Directions: Take the line that contains "Put one marker on each instance of the snow-capped" and every line after it in the material below, and quote them exactly.
((
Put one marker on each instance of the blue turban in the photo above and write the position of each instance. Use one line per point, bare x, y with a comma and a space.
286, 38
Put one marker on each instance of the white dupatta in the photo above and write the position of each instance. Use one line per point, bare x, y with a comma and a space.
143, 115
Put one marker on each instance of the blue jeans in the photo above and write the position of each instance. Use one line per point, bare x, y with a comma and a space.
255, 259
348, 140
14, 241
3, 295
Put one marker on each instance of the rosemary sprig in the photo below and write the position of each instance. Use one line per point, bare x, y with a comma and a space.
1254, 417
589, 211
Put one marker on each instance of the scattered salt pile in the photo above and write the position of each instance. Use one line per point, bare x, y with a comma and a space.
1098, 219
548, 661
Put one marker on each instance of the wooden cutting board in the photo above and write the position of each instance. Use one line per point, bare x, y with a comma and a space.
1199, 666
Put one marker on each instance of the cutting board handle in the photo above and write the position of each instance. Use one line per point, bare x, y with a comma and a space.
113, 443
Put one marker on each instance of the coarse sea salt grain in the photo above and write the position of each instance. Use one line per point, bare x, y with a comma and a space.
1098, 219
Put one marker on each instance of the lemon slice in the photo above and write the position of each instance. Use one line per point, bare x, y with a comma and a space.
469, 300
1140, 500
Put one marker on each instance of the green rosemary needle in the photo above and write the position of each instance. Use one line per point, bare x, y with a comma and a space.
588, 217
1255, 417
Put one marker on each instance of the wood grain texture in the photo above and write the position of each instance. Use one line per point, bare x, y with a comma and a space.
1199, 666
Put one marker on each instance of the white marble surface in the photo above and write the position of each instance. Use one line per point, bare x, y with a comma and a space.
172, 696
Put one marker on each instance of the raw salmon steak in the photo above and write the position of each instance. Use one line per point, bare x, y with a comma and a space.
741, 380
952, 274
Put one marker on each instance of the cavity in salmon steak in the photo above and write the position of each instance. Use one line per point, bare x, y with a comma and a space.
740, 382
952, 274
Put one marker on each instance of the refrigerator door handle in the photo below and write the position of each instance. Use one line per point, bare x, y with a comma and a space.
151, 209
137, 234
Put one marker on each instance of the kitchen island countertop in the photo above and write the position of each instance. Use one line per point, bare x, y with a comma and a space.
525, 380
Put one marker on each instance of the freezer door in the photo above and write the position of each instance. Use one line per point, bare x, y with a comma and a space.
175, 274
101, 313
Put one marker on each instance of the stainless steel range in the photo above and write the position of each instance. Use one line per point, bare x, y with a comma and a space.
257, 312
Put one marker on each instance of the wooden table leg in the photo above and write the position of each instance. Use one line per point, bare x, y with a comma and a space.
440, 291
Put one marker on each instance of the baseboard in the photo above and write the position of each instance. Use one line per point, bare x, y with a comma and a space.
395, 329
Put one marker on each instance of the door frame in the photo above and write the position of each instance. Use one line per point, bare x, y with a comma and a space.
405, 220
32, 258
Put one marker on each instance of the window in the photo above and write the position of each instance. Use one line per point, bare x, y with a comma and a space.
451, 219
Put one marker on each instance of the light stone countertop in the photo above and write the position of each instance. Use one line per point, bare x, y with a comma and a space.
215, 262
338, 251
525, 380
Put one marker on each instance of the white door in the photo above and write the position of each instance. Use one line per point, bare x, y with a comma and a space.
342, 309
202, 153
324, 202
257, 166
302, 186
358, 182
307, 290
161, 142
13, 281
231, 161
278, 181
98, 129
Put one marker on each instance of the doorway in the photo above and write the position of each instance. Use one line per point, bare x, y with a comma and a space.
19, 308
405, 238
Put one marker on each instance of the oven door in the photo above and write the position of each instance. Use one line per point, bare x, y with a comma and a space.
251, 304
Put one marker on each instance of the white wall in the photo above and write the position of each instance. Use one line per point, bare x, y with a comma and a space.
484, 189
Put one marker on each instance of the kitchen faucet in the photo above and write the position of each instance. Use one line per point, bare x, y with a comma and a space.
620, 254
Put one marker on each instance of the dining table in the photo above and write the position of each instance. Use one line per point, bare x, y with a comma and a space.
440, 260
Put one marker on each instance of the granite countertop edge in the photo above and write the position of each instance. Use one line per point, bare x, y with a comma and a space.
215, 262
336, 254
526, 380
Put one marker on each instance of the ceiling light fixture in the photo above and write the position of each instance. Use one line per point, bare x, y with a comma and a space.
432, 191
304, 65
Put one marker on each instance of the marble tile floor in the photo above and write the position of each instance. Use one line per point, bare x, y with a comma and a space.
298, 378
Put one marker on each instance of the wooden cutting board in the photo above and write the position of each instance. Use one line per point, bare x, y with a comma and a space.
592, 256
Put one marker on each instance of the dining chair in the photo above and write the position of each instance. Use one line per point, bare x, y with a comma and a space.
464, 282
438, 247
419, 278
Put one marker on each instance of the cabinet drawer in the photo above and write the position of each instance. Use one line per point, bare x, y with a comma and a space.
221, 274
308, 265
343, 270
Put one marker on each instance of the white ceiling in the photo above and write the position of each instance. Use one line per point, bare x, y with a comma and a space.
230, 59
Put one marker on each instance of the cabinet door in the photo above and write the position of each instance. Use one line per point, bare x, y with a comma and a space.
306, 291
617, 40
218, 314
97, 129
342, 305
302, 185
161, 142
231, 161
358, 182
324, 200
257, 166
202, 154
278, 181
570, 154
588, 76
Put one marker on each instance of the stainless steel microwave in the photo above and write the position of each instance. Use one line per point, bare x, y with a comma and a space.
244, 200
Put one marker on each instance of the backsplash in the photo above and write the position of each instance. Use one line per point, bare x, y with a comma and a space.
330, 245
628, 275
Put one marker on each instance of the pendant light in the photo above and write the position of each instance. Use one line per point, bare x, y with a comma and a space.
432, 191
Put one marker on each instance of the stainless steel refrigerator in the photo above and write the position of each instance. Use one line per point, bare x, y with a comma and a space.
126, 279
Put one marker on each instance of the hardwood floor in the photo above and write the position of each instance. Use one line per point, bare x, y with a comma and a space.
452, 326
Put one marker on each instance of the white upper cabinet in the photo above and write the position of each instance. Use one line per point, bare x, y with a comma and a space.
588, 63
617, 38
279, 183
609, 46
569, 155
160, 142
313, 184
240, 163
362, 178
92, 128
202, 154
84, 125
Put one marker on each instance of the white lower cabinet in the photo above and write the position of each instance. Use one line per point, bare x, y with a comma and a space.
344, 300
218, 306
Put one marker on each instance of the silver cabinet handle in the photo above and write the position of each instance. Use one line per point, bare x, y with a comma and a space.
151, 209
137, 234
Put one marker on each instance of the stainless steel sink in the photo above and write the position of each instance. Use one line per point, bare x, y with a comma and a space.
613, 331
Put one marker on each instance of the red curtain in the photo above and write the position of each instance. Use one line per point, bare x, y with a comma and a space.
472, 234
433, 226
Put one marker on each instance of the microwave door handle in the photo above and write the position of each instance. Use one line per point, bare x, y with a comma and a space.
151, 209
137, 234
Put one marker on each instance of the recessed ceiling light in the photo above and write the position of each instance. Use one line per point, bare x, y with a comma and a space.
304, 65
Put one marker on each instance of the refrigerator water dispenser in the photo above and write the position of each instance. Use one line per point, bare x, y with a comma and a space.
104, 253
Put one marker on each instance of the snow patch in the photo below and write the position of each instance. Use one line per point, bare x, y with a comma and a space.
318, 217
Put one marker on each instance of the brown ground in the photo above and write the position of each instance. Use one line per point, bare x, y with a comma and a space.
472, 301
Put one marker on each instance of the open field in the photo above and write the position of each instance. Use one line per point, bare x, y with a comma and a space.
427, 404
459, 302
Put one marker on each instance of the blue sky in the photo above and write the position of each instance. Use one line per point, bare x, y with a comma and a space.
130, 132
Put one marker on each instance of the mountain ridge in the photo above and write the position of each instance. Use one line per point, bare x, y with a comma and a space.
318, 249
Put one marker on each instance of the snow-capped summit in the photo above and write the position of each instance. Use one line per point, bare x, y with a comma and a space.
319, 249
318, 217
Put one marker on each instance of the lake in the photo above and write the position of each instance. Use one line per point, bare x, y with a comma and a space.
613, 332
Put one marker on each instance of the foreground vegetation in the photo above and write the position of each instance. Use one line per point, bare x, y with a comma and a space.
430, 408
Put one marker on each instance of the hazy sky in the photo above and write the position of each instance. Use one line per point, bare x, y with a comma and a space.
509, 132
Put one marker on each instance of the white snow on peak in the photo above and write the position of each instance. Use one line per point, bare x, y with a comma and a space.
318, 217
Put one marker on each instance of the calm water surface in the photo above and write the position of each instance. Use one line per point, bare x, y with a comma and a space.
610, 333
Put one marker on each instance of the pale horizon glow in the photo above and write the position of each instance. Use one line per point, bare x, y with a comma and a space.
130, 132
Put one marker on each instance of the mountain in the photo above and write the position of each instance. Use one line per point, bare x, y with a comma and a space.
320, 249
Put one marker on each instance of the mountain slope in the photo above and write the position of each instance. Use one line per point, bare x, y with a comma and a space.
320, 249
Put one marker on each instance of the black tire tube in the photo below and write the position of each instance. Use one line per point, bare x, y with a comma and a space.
))
Response to the task:
Put one marker on each instance of the snow-capped summit in the photo above and write the position of each instance. Use one line per point, bare x, y with a comma and a space.
319, 249
318, 217
Put one marker on each instance of the lake in the photo above and write the position of each instance. Use one line per point, bare x, y with a comma and a space.
613, 332
Put one marker on each instance of the foreground vegetation in the photo above and write the position of each instance. Use one line per point, bare x, y with a comma and a space.
430, 408
Put one marker on each instance of the hazy sky in the photo above and write the position of each instance. Use one line per point, bare x, y with a comma and a space.
509, 132
Put one marker on each instance of the white snow on peak in the photo above and write the position of each instance. Use one line per point, bare x, y with a comma and a space.
318, 217
Put one marker on each instance of the calm water surface in the photo above and write the position of each instance. Use one line per point, bare x, y with a comma and a space.
610, 333
Put one marker on each instance of the pale horizon glow in the photo above and write the position of each instance. Use one line per point, bare x, y with a comma and a space.
130, 132
Put one marker on each instance of the mountain in the photo above and write the position of each instance. Use one line per point, bare x, y with a comma and a space.
320, 249
Put one marker on each instance of the mountain slope in the photo above and write the position of each instance. Use one line per point, bare x, y with a comma and a space.
320, 249
Put one marker on each instance of the black tire tube in the photo below and write the position of each instance. Use one line per point, bare x, y with a comma and a space.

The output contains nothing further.